**PROBLEM DETAILS:**
Find each line in the listing below that contains the string "road" and copy it out in full. Case counts, so only that exact capitalization is a match.

▼▼▼

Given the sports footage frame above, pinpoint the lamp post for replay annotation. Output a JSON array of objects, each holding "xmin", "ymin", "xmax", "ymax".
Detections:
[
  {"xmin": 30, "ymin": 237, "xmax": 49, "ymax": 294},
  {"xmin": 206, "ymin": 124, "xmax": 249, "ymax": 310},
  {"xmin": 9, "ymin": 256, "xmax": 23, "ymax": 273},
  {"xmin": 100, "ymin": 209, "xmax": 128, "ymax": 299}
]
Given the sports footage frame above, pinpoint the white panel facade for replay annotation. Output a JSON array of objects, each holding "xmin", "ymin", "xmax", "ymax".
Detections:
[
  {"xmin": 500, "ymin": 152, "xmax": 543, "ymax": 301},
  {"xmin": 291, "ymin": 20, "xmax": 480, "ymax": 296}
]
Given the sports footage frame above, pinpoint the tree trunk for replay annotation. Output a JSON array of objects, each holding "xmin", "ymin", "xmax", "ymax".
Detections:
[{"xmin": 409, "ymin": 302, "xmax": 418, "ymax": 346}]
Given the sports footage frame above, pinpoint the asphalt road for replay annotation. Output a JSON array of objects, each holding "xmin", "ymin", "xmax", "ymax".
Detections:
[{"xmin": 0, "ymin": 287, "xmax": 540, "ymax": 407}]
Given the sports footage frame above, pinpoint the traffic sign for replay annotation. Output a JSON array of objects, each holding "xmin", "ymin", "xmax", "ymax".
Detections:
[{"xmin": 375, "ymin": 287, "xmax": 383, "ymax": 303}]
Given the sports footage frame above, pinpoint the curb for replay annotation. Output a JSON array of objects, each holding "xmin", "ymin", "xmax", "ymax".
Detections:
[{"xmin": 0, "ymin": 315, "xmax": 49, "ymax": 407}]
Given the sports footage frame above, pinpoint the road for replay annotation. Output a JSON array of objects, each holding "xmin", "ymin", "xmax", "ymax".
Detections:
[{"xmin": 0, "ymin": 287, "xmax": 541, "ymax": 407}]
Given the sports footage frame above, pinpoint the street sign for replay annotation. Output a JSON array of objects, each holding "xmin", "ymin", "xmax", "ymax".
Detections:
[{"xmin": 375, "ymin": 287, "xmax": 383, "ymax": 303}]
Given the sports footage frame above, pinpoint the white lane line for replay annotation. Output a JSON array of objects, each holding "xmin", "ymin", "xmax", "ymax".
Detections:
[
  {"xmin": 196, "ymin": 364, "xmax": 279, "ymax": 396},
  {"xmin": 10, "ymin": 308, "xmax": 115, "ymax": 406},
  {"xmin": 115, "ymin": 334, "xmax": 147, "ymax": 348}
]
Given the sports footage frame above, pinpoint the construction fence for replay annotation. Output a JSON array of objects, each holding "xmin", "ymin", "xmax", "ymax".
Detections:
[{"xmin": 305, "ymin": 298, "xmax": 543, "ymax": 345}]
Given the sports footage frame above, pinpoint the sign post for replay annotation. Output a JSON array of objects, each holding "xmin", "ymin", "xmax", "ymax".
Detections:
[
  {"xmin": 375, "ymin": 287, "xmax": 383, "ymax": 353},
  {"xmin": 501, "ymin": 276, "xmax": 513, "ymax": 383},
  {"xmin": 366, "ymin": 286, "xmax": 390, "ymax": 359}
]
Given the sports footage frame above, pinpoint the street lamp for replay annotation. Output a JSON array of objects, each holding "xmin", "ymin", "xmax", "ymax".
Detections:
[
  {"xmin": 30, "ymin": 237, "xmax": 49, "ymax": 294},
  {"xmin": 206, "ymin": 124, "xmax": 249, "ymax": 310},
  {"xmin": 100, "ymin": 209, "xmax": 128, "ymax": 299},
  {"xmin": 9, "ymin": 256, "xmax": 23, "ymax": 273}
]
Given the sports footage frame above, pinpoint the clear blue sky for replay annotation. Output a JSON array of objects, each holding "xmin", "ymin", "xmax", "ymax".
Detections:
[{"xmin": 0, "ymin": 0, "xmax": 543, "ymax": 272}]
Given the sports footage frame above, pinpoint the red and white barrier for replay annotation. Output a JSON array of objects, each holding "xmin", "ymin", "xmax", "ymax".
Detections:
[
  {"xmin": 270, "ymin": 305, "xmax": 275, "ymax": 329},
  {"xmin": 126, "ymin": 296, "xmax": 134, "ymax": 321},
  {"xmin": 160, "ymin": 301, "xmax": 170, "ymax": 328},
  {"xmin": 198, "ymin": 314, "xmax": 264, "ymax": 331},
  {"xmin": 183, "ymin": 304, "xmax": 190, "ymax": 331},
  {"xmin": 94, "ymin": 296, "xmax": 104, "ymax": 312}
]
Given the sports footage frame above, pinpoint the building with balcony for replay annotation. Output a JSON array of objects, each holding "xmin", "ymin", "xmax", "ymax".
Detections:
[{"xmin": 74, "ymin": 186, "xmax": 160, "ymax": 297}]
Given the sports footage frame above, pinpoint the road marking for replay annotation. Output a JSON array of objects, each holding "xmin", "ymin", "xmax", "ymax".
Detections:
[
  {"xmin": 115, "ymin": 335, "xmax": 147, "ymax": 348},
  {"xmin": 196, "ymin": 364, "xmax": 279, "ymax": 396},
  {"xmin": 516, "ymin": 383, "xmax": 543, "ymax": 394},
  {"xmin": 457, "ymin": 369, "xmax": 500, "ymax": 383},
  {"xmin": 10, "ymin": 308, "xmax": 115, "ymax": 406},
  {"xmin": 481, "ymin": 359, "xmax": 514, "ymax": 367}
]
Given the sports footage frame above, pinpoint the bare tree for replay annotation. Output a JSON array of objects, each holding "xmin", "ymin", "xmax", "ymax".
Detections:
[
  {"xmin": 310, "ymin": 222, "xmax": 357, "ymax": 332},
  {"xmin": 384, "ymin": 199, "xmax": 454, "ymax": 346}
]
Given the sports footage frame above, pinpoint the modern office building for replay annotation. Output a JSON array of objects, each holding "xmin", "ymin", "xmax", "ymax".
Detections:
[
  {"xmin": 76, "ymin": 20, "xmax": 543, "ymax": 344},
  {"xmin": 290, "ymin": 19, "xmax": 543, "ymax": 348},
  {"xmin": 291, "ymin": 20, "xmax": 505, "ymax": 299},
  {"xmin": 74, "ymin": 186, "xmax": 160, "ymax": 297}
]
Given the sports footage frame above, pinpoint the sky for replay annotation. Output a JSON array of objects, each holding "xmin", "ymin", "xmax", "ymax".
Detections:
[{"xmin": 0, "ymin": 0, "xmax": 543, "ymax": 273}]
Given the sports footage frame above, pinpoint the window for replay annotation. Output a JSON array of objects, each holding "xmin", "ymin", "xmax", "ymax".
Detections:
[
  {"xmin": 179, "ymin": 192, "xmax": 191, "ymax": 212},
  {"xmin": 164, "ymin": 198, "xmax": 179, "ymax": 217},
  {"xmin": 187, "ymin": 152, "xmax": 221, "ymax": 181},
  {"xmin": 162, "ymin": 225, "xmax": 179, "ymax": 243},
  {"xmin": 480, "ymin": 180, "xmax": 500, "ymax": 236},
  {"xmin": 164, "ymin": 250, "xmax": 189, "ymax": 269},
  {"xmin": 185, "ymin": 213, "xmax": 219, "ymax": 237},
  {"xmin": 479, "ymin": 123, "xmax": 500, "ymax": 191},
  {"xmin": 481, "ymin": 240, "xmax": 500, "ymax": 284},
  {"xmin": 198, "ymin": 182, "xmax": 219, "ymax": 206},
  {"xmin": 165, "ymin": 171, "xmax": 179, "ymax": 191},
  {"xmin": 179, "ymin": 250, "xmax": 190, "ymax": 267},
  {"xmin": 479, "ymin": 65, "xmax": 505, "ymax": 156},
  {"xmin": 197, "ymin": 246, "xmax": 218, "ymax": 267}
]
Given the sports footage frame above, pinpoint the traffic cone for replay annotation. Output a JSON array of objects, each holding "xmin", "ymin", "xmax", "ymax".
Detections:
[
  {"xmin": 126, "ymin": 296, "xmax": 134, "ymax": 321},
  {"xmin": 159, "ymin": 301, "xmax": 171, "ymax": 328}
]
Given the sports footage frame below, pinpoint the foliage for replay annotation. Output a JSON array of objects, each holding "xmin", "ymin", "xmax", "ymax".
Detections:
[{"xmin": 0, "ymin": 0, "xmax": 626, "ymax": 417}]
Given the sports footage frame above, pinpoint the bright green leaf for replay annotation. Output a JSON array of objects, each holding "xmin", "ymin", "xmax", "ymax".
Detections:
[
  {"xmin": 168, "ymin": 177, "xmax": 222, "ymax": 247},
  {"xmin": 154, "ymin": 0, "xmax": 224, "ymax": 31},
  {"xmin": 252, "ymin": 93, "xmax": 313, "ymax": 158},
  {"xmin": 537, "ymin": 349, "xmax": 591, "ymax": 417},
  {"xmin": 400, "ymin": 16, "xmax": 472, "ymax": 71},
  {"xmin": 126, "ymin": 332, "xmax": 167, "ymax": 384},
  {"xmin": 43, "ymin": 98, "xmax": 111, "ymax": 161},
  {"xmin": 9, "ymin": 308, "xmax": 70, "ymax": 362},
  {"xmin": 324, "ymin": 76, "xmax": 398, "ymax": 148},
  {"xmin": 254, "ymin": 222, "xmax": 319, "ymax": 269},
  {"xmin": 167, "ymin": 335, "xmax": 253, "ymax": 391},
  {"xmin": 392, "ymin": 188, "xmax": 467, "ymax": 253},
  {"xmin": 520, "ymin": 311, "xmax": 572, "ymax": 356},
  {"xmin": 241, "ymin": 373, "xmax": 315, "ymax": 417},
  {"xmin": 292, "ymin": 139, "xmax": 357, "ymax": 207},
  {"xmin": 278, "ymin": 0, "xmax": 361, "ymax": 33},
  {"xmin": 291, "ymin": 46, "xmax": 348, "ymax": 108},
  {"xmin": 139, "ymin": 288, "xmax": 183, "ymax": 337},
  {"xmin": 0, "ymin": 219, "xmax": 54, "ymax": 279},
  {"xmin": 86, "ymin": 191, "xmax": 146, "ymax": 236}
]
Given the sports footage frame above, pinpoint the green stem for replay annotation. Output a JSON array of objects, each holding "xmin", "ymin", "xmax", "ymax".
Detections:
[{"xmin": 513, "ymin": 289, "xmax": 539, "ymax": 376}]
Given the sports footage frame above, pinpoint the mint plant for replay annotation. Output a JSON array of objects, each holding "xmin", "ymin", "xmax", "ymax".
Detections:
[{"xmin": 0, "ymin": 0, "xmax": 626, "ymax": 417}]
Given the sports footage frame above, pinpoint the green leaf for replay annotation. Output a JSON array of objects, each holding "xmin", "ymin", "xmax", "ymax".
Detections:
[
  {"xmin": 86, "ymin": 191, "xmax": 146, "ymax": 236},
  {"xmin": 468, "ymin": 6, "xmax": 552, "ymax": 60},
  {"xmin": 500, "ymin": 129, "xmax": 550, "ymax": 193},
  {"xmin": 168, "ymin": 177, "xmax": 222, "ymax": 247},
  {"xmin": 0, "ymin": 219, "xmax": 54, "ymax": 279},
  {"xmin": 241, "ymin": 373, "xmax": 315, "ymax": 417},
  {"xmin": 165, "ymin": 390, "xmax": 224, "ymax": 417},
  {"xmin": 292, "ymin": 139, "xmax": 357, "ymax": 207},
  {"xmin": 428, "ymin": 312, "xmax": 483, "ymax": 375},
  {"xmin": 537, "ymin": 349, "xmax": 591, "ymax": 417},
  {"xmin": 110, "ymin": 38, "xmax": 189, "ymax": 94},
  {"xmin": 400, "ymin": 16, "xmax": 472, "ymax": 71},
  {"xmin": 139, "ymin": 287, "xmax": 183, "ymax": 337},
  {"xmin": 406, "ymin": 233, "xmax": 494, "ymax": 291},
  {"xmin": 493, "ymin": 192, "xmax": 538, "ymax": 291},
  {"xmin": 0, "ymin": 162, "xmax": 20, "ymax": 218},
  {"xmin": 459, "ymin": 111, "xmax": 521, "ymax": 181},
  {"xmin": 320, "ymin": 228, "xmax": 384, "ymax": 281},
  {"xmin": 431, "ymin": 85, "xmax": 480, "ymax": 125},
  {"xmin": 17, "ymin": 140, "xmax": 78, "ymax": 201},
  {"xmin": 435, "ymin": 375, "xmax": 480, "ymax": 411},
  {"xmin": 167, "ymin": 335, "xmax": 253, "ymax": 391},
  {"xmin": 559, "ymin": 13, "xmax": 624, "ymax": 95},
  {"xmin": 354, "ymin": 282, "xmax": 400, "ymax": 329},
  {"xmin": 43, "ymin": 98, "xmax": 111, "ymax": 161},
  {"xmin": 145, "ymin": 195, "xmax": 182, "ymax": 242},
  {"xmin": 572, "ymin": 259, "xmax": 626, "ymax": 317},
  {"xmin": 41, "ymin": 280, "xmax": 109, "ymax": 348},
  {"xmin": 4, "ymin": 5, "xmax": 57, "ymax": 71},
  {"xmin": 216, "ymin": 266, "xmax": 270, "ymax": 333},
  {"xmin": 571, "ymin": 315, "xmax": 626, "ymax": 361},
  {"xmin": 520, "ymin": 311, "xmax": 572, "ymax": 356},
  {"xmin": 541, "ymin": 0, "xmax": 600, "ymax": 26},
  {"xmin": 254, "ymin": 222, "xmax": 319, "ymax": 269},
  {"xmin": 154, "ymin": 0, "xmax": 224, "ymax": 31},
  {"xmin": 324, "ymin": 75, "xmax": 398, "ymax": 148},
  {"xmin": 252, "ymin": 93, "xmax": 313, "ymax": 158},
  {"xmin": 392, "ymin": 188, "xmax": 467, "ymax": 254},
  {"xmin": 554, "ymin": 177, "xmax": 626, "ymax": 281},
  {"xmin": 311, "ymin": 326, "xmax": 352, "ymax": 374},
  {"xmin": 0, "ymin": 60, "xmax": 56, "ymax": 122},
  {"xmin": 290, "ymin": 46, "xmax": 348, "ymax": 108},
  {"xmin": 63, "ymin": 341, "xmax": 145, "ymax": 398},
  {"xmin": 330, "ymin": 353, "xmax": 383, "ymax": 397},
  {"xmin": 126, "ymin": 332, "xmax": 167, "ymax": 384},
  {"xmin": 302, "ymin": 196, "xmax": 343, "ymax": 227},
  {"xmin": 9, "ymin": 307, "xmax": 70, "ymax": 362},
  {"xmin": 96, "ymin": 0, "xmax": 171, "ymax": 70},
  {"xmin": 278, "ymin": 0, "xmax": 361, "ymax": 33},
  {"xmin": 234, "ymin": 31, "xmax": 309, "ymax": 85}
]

▲▲▲

**ANSWER TO THE PROBLEM:**
Given the sports footage frame above, pinpoint the asphalt road for replay annotation. Output a JSON array of objects, each holding "xmin", "ymin", "xmax", "ymax".
Given the sports footage frame above, pinpoint the road for replay annotation. Output a JSON array of objects, each holding "xmin", "ymin", "xmax", "ymax".
Given the sports footage frame above, pinpoint the road marking for replay annotation. Output a JSON array of objects, each holding "xmin", "ymin", "xmax", "ymax".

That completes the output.